▸ Task instructions
The entries below are to be repeated exactly as they stand.

** START OF Stored rows **

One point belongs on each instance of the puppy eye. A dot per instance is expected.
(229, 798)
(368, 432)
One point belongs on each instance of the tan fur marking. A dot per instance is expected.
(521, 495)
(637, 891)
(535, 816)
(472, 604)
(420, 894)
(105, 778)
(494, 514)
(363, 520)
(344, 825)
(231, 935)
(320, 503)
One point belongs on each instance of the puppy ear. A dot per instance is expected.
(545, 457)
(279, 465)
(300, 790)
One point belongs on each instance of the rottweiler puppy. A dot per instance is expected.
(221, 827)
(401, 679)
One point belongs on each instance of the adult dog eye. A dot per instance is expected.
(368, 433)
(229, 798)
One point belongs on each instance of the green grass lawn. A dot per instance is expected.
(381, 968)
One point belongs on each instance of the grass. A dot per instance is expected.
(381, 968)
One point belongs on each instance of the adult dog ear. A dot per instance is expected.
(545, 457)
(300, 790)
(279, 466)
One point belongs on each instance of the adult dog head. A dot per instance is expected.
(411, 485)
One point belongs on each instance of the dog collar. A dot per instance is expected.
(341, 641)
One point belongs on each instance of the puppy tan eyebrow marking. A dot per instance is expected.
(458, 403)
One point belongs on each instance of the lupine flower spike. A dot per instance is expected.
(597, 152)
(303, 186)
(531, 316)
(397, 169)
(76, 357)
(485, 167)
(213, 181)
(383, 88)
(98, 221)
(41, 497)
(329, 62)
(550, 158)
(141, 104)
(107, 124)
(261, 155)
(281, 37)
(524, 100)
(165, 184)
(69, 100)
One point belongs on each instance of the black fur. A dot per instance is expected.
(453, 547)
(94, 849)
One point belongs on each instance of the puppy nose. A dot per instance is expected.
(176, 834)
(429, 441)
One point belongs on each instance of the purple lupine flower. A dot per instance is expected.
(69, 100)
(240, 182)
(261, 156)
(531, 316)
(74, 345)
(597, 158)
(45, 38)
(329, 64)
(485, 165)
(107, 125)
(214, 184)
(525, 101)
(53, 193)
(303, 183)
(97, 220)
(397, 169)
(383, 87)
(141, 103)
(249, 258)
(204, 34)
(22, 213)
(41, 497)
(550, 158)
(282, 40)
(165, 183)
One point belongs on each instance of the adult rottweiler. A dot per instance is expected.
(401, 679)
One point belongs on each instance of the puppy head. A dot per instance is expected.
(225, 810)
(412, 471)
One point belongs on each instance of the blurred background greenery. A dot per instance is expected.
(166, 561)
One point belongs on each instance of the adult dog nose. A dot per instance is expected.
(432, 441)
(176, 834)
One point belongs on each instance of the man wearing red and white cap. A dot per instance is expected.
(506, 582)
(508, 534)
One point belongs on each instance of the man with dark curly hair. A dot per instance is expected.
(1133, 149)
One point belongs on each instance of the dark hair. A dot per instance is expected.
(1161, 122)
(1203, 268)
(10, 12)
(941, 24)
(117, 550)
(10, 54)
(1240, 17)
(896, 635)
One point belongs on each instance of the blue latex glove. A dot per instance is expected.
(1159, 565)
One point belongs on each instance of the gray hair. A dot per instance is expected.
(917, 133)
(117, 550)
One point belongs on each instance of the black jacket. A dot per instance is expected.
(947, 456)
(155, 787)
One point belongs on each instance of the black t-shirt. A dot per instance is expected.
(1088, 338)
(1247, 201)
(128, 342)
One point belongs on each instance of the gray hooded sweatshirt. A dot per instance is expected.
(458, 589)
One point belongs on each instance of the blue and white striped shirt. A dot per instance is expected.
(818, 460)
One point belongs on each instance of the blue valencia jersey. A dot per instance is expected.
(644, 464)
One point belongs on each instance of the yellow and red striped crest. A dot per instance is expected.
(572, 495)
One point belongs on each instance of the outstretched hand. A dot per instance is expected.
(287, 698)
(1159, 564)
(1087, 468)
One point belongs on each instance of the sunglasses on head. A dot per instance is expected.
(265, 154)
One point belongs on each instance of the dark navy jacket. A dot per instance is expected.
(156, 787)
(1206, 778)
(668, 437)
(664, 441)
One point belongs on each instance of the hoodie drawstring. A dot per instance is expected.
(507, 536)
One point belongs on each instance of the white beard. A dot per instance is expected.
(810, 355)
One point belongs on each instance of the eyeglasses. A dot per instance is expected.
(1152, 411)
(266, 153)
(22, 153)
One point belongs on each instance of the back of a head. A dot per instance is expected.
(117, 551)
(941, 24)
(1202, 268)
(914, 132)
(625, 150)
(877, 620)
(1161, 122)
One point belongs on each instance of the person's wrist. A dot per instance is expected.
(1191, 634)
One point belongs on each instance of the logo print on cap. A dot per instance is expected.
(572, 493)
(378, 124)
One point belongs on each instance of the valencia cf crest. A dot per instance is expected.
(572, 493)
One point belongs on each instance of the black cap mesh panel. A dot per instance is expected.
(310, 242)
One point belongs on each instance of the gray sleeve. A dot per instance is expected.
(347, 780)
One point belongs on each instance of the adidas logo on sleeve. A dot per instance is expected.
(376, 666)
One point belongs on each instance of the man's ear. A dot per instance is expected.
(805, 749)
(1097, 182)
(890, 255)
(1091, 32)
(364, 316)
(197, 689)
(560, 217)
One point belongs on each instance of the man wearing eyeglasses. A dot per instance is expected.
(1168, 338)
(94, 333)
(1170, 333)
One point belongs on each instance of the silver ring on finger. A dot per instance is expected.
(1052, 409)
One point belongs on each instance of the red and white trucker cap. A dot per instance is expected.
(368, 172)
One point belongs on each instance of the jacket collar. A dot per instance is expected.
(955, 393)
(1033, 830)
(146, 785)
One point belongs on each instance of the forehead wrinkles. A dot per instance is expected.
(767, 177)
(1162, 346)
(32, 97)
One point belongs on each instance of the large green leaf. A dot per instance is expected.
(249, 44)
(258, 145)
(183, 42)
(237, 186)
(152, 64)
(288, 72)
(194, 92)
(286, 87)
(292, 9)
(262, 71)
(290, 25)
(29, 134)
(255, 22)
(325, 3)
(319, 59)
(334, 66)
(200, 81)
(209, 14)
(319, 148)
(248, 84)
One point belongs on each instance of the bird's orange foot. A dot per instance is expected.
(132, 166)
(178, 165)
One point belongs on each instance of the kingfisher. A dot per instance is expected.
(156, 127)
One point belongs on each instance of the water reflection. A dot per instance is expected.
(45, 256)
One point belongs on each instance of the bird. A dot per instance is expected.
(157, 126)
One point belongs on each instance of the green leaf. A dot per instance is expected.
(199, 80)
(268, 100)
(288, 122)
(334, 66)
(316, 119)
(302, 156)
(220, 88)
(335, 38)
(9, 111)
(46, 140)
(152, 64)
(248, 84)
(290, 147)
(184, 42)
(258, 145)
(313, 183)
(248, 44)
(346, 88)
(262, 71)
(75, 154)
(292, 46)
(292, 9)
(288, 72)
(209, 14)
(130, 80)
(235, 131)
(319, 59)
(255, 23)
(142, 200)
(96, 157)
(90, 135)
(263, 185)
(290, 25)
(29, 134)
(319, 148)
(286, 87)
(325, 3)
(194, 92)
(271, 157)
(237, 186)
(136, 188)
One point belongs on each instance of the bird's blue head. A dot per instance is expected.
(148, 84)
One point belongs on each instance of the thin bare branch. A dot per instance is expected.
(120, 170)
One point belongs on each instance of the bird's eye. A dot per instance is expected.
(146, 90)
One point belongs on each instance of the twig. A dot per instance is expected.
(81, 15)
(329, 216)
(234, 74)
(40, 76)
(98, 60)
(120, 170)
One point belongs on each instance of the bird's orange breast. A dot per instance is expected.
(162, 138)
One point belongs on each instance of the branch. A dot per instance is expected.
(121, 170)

** END OF Stored rows **

▸ Output of the task
One point belongs on each instance of the puppy eye. A dot per instance is expected.
(229, 798)
(368, 432)
One point belongs on each instance of the tan fur marking. A dot per instance is expected.
(521, 495)
(637, 891)
(535, 816)
(472, 604)
(420, 894)
(105, 778)
(494, 514)
(363, 520)
(344, 825)
(231, 935)
(320, 503)
One point belongs on each instance of the puppy ear. A dot per instance is expected.
(545, 457)
(279, 465)
(300, 790)
One point belongs on each instance of the rottweiler puppy. A dot per instance is expected.
(221, 827)
(401, 679)
One point belongs on each instance of the adult dog eye. A dot per instance is expected.
(368, 433)
(229, 798)
One point belongs on each instance of the green grass lawn. A dot per instance is expected.
(381, 968)
One point belongs on each instance of the grass. A dot per instance is expected.
(381, 968)
One point belongs on each instance of the adult dog ear. A dot per instance is expected.
(545, 457)
(300, 790)
(279, 466)
One point belongs on each instance of the adult dog head. A dot per instance is expected.
(411, 485)
One point belongs on each instance of the dog collar. A dot per instance is expected.
(341, 641)
One point belongs on each instance of the puppy tan eyebrow marking. A dot per instance is expected.
(458, 403)
One point belongs on each instance of the lupine flower spike. A dot per instance is expected.
(597, 152)
(303, 186)
(531, 316)
(397, 169)
(76, 357)
(485, 167)
(213, 181)
(383, 88)
(98, 221)
(41, 497)
(329, 62)
(550, 158)
(141, 104)
(107, 124)
(261, 155)
(281, 37)
(524, 100)
(165, 184)
(69, 100)
One point belongs on each instance of the black fur. A dot per instance is expected.
(453, 547)
(94, 849)
One point belongs on each instance of the puppy nose. A dot per instance is expected.
(176, 834)
(429, 441)
One point belongs on each instance of the purple lupine flower. A dot per instance is expected.
(69, 100)
(240, 182)
(261, 156)
(531, 316)
(74, 345)
(597, 158)
(45, 38)
(329, 64)
(485, 165)
(107, 125)
(214, 184)
(525, 101)
(53, 193)
(303, 183)
(97, 220)
(397, 169)
(383, 87)
(141, 103)
(249, 258)
(204, 34)
(22, 213)
(41, 497)
(550, 158)
(282, 40)
(165, 183)
One point belongs on each instance of the adult rottweiler. A dot per instance is expected.
(401, 679)
One point belongs on each instance of the puppy head. A dot per instance is expected.
(225, 810)
(412, 471)
One point belongs on each instance of the blurred background greenery. A dot per instance is expected.
(166, 561)
One point belongs on each instance of the adult dog nose. A dot per instance is expected.
(432, 441)
(176, 834)
One point belongs on each instance of the man wearing red and white cap. A dot per instance is expected.
(506, 582)
(508, 534)
One point belongs on each instance of the man with dark curly hair. A dot per instance is expected.
(1133, 149)
One point belongs on each instance of the dark hair. A dot per instance is expected.
(1161, 122)
(1203, 268)
(10, 12)
(941, 24)
(117, 550)
(10, 54)
(1240, 17)
(896, 635)
One point belongs on each instance of the blue latex glove. A dot per instance is expected.
(1159, 565)
One point belongs on each instance of the gray hair. A dot per instance is expected.
(917, 133)
(117, 550)
One point belongs on each instance of the black jacket. A dot per instance is expected.
(947, 456)
(155, 787)
One point belongs on each instance of the black t-shirt. A dot per instance is expected.
(1088, 338)
(1247, 201)
(128, 342)
One point belongs on each instance of the gray hooded sweatshirt. A dot per instance is expected.
(458, 589)
One point belongs on each instance of the blue and white striped shirt. A dot per instance is expected.
(818, 460)
One point belongs on each instance of the blue valencia jersey. A dot per instance is expected.
(644, 464)
One point belongs on each instance of the yellow and red striped crest. A dot per instance is expected.
(572, 495)
One point belongs on each instance of the outstretched hand. A dot per instance is expected.
(287, 698)
(1159, 564)
(1087, 468)
One point belongs on each instance of the sunglasses on head. A dot per instance is expected.
(265, 154)
One point belongs on each instance of the dark navy jacket. A dot per instance is expected.
(156, 787)
(1206, 778)
(668, 437)
(664, 441)
One point belongs on each instance of the hoodie drawstring. A dot per instance is expected.
(507, 536)
One point belongs on each instance of the white beard. A dot per instance is expected.
(810, 355)
One point belongs on each instance of the eyeglasses. A dot per instance is expected.
(1152, 411)
(266, 153)
(22, 153)
One point belongs on each instance of the back of a head. A dot per instance is expected.
(117, 551)
(941, 24)
(1202, 268)
(914, 132)
(625, 150)
(877, 620)
(1161, 122)
One point belongs on each instance of the person's wrist. A dot per instance is expected.
(1191, 634)
One point belongs on each instance of the logo print on cap. A dot per instance is expected.
(572, 493)
(378, 124)
One point belongs on each instance of the valencia cf crest. A dot per instance is expected.
(572, 493)
One point belongs on each instance of the black cap mesh panel. A dot per instance is expected.
(310, 242)
One point belongs on each instance of the gray sleeve. A dot per instance is expected.
(347, 780)
One point belongs on each instance of the adidas logo on sleeve. A dot per instance is expected.
(376, 666)
One point belongs on each instance of the man's ear. A dot per instance is expected.
(805, 749)
(1097, 182)
(890, 255)
(1091, 32)
(364, 316)
(197, 689)
(560, 217)
One point belongs on each instance of the man wearing eyeglasses. A dot per instance is expected.
(1168, 338)
(94, 333)
(1170, 333)
One point belongs on each instance of the silver ring on finger. A dot per instance is expected.
(1052, 409)
One point belongs on each instance of the red and white trucker cap. A dot per instance is expected.
(368, 172)
One point belongs on each instance of the jacket collar. A dot per instance is expected.
(955, 393)
(1033, 830)
(146, 785)
One point belongs on each instance of the forehead wrinkles. A dot per instance is expected.
(767, 177)
(1162, 346)
(32, 97)
One point belongs on each instance of the large green leaf. A dot per instance is expected.
(249, 44)
(258, 145)
(183, 42)
(237, 186)
(152, 64)
(288, 72)
(194, 92)
(286, 87)
(292, 9)
(262, 71)
(290, 25)
(29, 134)
(255, 22)
(325, 3)
(319, 59)
(334, 66)
(200, 81)
(209, 14)
(319, 148)
(248, 84)
One point belongs on each instance of the bird's orange foot. A dot per instance is expected.
(132, 166)
(178, 165)
One point belongs on each instance of the kingfisher. A dot per instance is expected.
(156, 127)
One point belongs on each instance of the water reflection. A dot per instance is expected.
(45, 256)
One point belongs on each instance of the bird. A dot per instance is expected.
(157, 126)
One point belongs on each instance of the green leaf. A dot per instance is expected.
(199, 80)
(268, 100)
(288, 122)
(334, 66)
(316, 119)
(302, 156)
(220, 88)
(335, 38)
(9, 111)
(46, 140)
(152, 64)
(248, 84)
(290, 147)
(184, 42)
(258, 145)
(313, 183)
(248, 44)
(346, 88)
(262, 71)
(75, 154)
(292, 46)
(292, 9)
(288, 72)
(209, 14)
(130, 80)
(235, 131)
(319, 59)
(255, 23)
(142, 200)
(96, 157)
(90, 135)
(263, 185)
(290, 25)
(29, 134)
(319, 148)
(286, 87)
(325, 3)
(194, 92)
(271, 157)
(237, 186)
(136, 188)
One point belongs on each instance of the bird's blue head. A dot per instance is expected.
(148, 84)
One point belongs on each instance of the thin bare branch. A dot per instance is expected.
(120, 170)
One point belongs on each instance of the bird's eye. A dot per instance is expected.
(146, 90)
One point belongs on each instance of the twig. A dot per instance is expected.
(81, 15)
(329, 216)
(234, 74)
(40, 76)
(98, 60)
(120, 170)
One point belongs on each instance of the bird's orange breast. A dot per instance is expected.
(162, 138)
One point belongs on each instance of the branch. A dot per instance is expected.
(121, 170)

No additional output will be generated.